TRECHO DO TEXTO:
Há quase quatro anos como procurador-geral da República e restando-lhe pouco mais de um mês para deixar o cargo, o outrora jactante Rodrigo Janot agora exibe um semblante sorumbático. Janot deverá encerrar o ciclo no acento mais alto da Procuradoria-Geral da República (PGR) de maneira melancólica. Nos estertores do seu mandato, o chefe do Ministério Público Federal viu o plano que ele próprio urdiu para dar seguimento ao modelo de trabalho implantado na entidade naufragar no meio do caminho, após a escolha da rival Raquel Dodge pelo presidente Michel Temer para substituí-lo. Depois, sofreu outra derrota, quando a Câmara derrubou a denúncia de corrupção contra Temer baseada apenas na esquálida delação premiada de Joesley Batista, o que deflagrou uma enxurrada de questionamentos sobre as colaborações premiadas celebradas no âmbito da PGR, algumas delas de dentro do próprio MPF. O mais fragoroso revés, no entanto, ocorreu na quinta-feira 10, quando o ministro Edson Fachin, do Supremo Tribunal Federal (STF), rejeitou, por considerar “desnecessária”, a inclusão do presidente Temer como formalmente investigado no inquérito do chamado quadrilhão, que apura uma suposta organização criminosa formada por membros do PMDB no âmbito da Lava Jato. Foi como se o troféu de Janot lhe escapasse por entre os dedos.

Na terça-feira 8, numa ação sem paralelo na história, a defesa do presidente Temer já havia pedido a Edson Fachin o afastamento de Janot do inquérito que investiga o presidente por “suspeição”. Para o advogado Antônio Cláudio Mariz de Oliveira, a atuação do procurador é motivada por questão pessoal. “Já se tornou público e notório que a atuação do procurador-geral da República, em casos envolvendo o presidente da República, vem extrapolando em muito os seus limites constitucionais e legais inerentes ao cargo que ocupa”, argumentou o defensor de Temer. Talvez não seja ncessário o julgamento do pedido, já que o mandato do procurador se encerrará em 17 de setembro.

DADOS COLETADOS:
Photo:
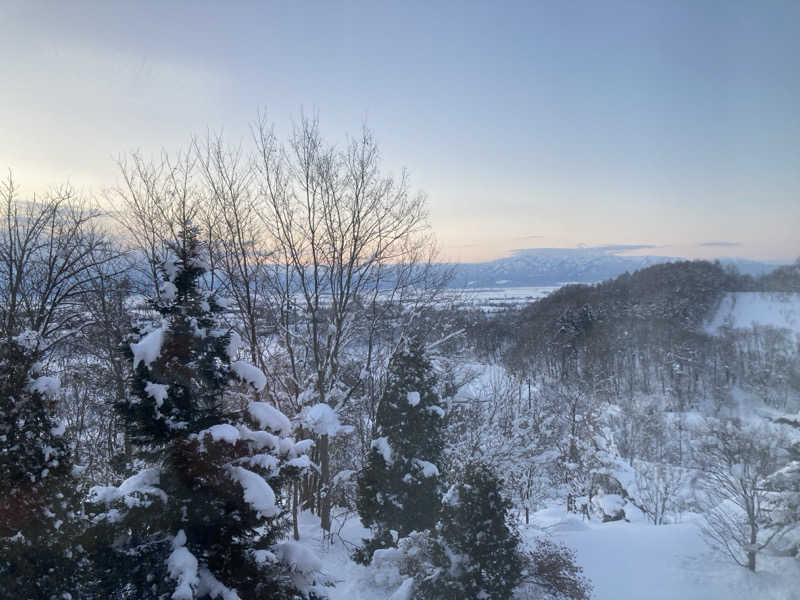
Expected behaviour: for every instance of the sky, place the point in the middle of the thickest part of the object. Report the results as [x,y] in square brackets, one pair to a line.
[672,125]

TAREFA PEDIDA A: Copie do texto sobre Rodrigo Janot o trecho que começa em "Na terça-feira 8, numa" e termina em "17 de setembro.".
TAREFA PEDIDA B: Segundo o texto sobre Rodrigo Janot, quem o presidente Michel Temer escolheu para substituir Janot na Procuradoria-Geral da República?
TAREFA PEDIDA C: Escreva a continuação do texto sobre Rodrigo Janot a partir do ponto em que ele termina.
Não é preciso usar os dados.

RESPOSTA ESPERADA A:
Na terça-feira 8, numa ação sem paralelo na história, a defesa do presidente Temer já havia pedido a Edson Fachin o afastamento de Janot do inquérito que investiga o presidente por “suspeição”. Para o advogado Antônio Cláudio Mariz de Oliveira, a atuação do procurador é motivada por questão pessoal. “Já se tornou público e notório que a atuação do procurador-geral da República, em casos envolvendo o presidente da República, vem extrapolando em muito os seus limites constitucionais e legais inerentes ao cargo que ocupa”, argumentou o defensor de Temer. Talvez não seja ncessário o julgamento do pedido, já que o mandato do procurador se encerrará em 17 de setembro.

RESPOSTA ESPERADA B: Raquel Dodge.

RESPOSTA ESPERADA C:
Enfraquecido, o procurador-geral tem se tornado vidraça. A primeira pedra foi desferida contra a metodologia de trabalho do atual chefe do Ministério Público – classificada como “açodada” pelo meio jurídico. O ataque foi catapultado pelo ministro do STF, Gilmar Mendes. Em uma de suas declarações, classificou o Janot de o “procurador mais desqualificado da história”. Outra crítica sobre a atuação do PGR refere-se à forma como ele lida com as informações obtidas nas delações premiadas. O procurador recebe a pecha de “indisposto”, pois não se aprofunda nas investigações antes de celebrar os acordos. Mesmo sem checar a veracidade das provas, ele faz pedido de abertura de investigação contra autoridades envolvidas na Lava Jato ou, até mesmo, recomenda a prisão contra os suspeitos, só com base nos depoimentos e gravações descontextualizadas.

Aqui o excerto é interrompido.